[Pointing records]
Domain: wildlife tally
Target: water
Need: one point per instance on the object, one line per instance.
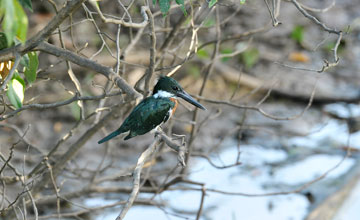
(255, 176)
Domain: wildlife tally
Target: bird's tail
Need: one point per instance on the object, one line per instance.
(114, 134)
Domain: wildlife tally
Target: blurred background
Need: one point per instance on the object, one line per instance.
(279, 140)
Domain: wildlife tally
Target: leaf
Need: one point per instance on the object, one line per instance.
(298, 34)
(75, 110)
(5, 68)
(3, 41)
(26, 4)
(226, 51)
(164, 6)
(25, 61)
(202, 54)
(22, 21)
(30, 71)
(182, 6)
(212, 3)
(15, 92)
(250, 57)
(299, 57)
(15, 21)
(9, 25)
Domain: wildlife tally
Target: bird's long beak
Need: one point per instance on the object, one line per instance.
(184, 95)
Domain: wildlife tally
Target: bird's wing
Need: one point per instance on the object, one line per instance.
(148, 114)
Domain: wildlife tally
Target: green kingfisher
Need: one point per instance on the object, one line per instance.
(154, 110)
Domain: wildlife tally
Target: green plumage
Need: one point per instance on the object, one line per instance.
(148, 114)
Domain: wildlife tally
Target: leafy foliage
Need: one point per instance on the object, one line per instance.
(250, 57)
(298, 34)
(30, 69)
(15, 92)
(165, 5)
(15, 22)
(14, 25)
(26, 4)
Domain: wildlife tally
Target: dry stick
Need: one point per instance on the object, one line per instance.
(137, 172)
(87, 63)
(208, 70)
(326, 64)
(70, 7)
(70, 71)
(122, 22)
(203, 194)
(150, 71)
(55, 104)
(11, 73)
(72, 151)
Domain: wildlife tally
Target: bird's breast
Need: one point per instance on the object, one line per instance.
(175, 106)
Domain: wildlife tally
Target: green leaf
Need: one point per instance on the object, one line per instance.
(182, 6)
(22, 21)
(212, 3)
(164, 6)
(3, 41)
(30, 71)
(9, 25)
(26, 4)
(25, 61)
(226, 51)
(75, 110)
(298, 34)
(250, 57)
(15, 21)
(15, 92)
(202, 54)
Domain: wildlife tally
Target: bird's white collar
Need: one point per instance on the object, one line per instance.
(163, 94)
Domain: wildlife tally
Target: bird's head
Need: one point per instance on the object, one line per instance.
(168, 87)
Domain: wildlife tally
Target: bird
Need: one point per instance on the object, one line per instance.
(154, 110)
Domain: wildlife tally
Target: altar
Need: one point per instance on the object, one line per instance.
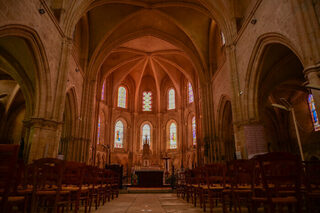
(149, 178)
(148, 175)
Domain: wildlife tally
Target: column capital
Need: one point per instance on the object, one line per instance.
(42, 123)
(313, 68)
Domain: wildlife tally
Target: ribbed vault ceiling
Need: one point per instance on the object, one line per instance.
(148, 56)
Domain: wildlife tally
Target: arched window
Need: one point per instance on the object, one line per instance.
(223, 39)
(146, 101)
(122, 97)
(313, 111)
(171, 99)
(146, 134)
(118, 135)
(103, 89)
(194, 136)
(190, 93)
(173, 136)
(99, 129)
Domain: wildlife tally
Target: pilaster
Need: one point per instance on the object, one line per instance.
(43, 137)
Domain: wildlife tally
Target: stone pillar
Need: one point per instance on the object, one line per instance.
(253, 140)
(42, 138)
(312, 74)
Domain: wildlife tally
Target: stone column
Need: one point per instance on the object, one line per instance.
(312, 74)
(253, 140)
(42, 138)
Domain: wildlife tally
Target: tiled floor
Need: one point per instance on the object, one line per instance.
(155, 203)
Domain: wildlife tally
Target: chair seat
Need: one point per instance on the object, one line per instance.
(14, 199)
(217, 187)
(51, 192)
(284, 200)
(75, 188)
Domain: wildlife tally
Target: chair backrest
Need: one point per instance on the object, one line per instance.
(280, 171)
(215, 174)
(73, 173)
(243, 172)
(312, 175)
(8, 167)
(197, 175)
(48, 173)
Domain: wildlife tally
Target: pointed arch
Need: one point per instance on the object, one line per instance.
(122, 97)
(254, 70)
(171, 99)
(41, 103)
(118, 134)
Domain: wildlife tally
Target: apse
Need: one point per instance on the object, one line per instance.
(147, 94)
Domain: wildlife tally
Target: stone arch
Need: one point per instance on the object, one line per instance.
(216, 10)
(190, 116)
(168, 124)
(253, 71)
(38, 105)
(225, 129)
(70, 120)
(152, 137)
(125, 133)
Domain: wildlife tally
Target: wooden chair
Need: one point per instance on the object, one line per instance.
(197, 181)
(216, 188)
(47, 188)
(8, 184)
(114, 184)
(312, 180)
(242, 183)
(181, 184)
(91, 180)
(73, 181)
(281, 181)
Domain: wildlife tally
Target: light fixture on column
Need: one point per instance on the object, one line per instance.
(3, 95)
(311, 86)
(288, 107)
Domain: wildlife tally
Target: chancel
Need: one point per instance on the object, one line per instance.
(102, 101)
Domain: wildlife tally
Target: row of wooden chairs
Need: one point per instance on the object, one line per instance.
(52, 185)
(273, 181)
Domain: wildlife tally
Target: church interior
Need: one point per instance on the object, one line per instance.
(205, 101)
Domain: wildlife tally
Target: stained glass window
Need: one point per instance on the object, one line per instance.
(102, 91)
(194, 136)
(223, 39)
(146, 101)
(173, 136)
(99, 128)
(146, 134)
(122, 97)
(118, 135)
(172, 100)
(190, 93)
(315, 118)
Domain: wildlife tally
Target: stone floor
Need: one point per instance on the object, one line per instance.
(155, 203)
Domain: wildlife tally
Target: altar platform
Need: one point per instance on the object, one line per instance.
(149, 178)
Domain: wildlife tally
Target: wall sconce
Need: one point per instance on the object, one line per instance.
(253, 21)
(3, 95)
(42, 11)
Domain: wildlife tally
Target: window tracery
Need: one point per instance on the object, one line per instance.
(99, 129)
(122, 97)
(118, 135)
(190, 93)
(194, 136)
(103, 89)
(315, 118)
(146, 101)
(146, 134)
(171, 99)
(173, 136)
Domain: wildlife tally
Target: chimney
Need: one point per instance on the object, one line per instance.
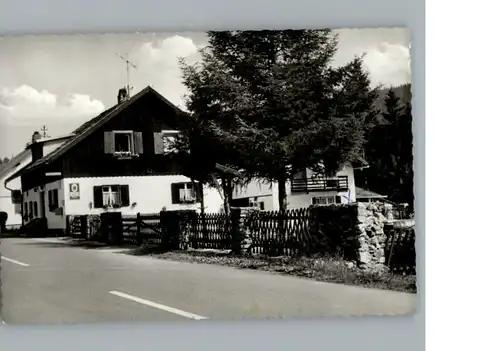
(122, 95)
(36, 147)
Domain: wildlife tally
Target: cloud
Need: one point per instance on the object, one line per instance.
(388, 64)
(158, 65)
(26, 105)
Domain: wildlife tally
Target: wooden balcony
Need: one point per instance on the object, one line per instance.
(306, 185)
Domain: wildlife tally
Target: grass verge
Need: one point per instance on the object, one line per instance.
(327, 269)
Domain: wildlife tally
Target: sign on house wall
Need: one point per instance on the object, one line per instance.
(74, 191)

▸ Problem statement
Reproduce the whole listing word for word, setting aside any pictures.

▸ Answer to the task
Domain: wildlife tally
Target: water
Need: one point per instance on the object, one line per instance.
(255, 176)
Domain: wildlife tally
Target: bird's tail
Need: one point per instance on the object, one line per instance.
(114, 134)
Domain: wildlife tally
Target: blurred background
Need: one point per instance on the object, one line per instance.
(279, 140)
Domain: wildlife tally
Target: leaf
Need: one point per instance on the object, one line per instance.
(298, 34)
(75, 110)
(5, 68)
(3, 41)
(26, 4)
(226, 51)
(164, 6)
(25, 61)
(202, 54)
(22, 21)
(30, 71)
(182, 6)
(212, 3)
(15, 92)
(250, 57)
(299, 57)
(15, 21)
(9, 25)
Domain: wildlife tally
Target: bird's long beak
Need: one point per instance on the object, one line per instance.
(184, 95)
Domain: wildlife tally
Target: bird's wing
Need: one point per instance on the object, one line per instance.
(148, 114)
Domain: wildlife tally
Target: green kingfisher
Need: one point per instance on the object, one line per instance.
(154, 110)
Domain: wildlife tally
Target: green plumage
Need: one point per instance on the object, one line per instance.
(148, 114)
Domain: wildlife tally
Target: leafy foliage
Need: one point per instance on the object, one line per instance.
(250, 57)
(298, 34)
(30, 69)
(15, 92)
(165, 5)
(15, 22)
(14, 25)
(26, 4)
Domain: wildlife tally
Target: dry stick
Need: one point per instance on the object, one line per instance.
(137, 172)
(87, 63)
(208, 70)
(326, 64)
(70, 7)
(70, 71)
(122, 22)
(203, 194)
(150, 71)
(55, 104)
(11, 73)
(72, 151)
Domain: wildlife tally
Target: bird's breast
Need: one point per instance on the object, one line per instance.
(175, 106)
Domain: wildlife tally
Target: green leaf
Need: one point per instance on the object, one line per instance.
(182, 6)
(22, 21)
(212, 3)
(164, 6)
(3, 41)
(30, 71)
(9, 25)
(26, 4)
(25, 61)
(226, 51)
(75, 110)
(298, 34)
(250, 57)
(15, 21)
(15, 92)
(202, 54)
Domain: wildlife tally
Target: bird's white collar
Need: one point per instance on the object, one line per instance.
(163, 94)
Domain: wildlife tally
Target: bird's head
Need: one point per instance on the object, one line per instance.
(168, 87)
Domain: wildlife tally
Target: bird
Need: one point per instance on the object, one line per instance.
(154, 110)
Domain: wildlife tally
Target: altar
Need: one point per instance on the object, one line per instance.
(149, 178)
(148, 175)
Domain: wildlife tally
Target: column capital
Need: one point per instance on the object, one line per instance.
(42, 123)
(313, 68)
Domain: wildlife tally
Target: ribbed vault ceiling
Need: one point per instance on the object, one line per instance.
(148, 56)
Domain: wildlife tally
Target: arched window
Need: one point per instance on the object, one line per instance.
(223, 39)
(146, 101)
(122, 97)
(313, 111)
(171, 99)
(146, 134)
(118, 135)
(103, 89)
(194, 136)
(190, 93)
(173, 136)
(99, 129)
Domain: wildlife tally
Target: pilaster
Need: one point per instance on the object, one line per instance.
(43, 137)
Domain: wildlife tally
Target: stone pillar
Need: one point per instance on the object, one line per instance.
(253, 140)
(42, 138)
(312, 74)
Domain: wildlife tally
Target: stone column
Need: one point per instance on the object, one line per instance.
(312, 74)
(253, 140)
(42, 138)
Domain: wildlife tally
Target: tiled floor
Need: one point per instance on the object, one line per instance.
(155, 203)
Domain: wildlife tally
Target: chair seat
Need: one point per instance on the object, one line per instance.
(14, 199)
(217, 187)
(51, 192)
(284, 200)
(75, 188)
Domain: wildlife tally
Target: chair backrest
Need: one point per instance on the object, one line per instance.
(280, 171)
(215, 174)
(73, 173)
(243, 172)
(312, 175)
(8, 167)
(197, 175)
(48, 173)
Domain: wildlife tally
Target: pointed arch
Need: one point per instance on the object, one line per instance.
(122, 97)
(254, 70)
(171, 99)
(41, 103)
(118, 134)
Domain: wildlife tally
Target: apse
Need: one point per instance on the object, one line per instance.
(147, 94)
Domain: wildlife tally
Target: stone arch
Need: one point per instance on the object, one line per instance.
(216, 10)
(190, 116)
(168, 124)
(253, 71)
(38, 105)
(225, 129)
(70, 120)
(152, 137)
(125, 133)
Domain: wildlife tally
Target: wooden chair
Need: one point per instance on the object, one line per instance.
(197, 181)
(216, 188)
(47, 188)
(8, 184)
(114, 184)
(312, 180)
(242, 183)
(181, 184)
(91, 180)
(73, 181)
(281, 181)
Domain: wildlife tally
Target: light fixture on column
Need: one point per instance on the object, one line per instance.
(3, 95)
(311, 86)
(288, 107)
Domain: wildlife tally
Target: chancel
Need: one point per instance on the object, one line per instance.
(102, 101)
Domain: wildlife tally
Target: row of wooden chairs
Need: one point per instance on the object, one line per instance.
(52, 185)
(273, 181)
Domain: wildlife tally
Target: church interior
Need: one point per instance on the object, one line per instance.
(205, 101)
Domain: wildlife tally
Target: stained glass window
Need: one point per instance on the object, one line per instance.
(102, 91)
(194, 136)
(223, 39)
(146, 101)
(173, 136)
(99, 128)
(146, 134)
(122, 97)
(118, 135)
(172, 100)
(190, 93)
(315, 118)
Domain: wildlife tally
Target: stone floor
Need: one point per instance on the object, one line per instance.
(155, 203)
Domain: wildlife tally
Target: altar platform
Need: one point per instance on the object, one line per instance.
(149, 178)
Domain: wildlife tally
Target: wall sconce
Need: one point per instance on the object, one line per instance.
(253, 21)
(3, 95)
(42, 11)
Domain: wildlife tally
Target: window tracery
Need: one point per instance on the object, one line per instance.
(99, 129)
(122, 97)
(118, 135)
(190, 93)
(194, 136)
(103, 89)
(315, 118)
(146, 101)
(146, 134)
(171, 99)
(173, 136)
Domain: wildlife tally
Target: chimney
Need: one point per instance on the object, one line per instance.
(122, 95)
(36, 147)
Domain: wildlife tally
Target: cloud
Need: one point per instance on the object, one line per instance.
(388, 64)
(158, 65)
(26, 105)
Domain: wildlife tally
Target: wooden balcony
Need: one point per instance on the object, one line per instance.
(306, 185)
Domain: wildlife tally
Target: grass verge
Need: one point per instance on the object, one line per instance.
(327, 269)
Domain: wildlife tally
Target: sign on house wall
Need: one point per instance on the object, one line per instance.
(74, 191)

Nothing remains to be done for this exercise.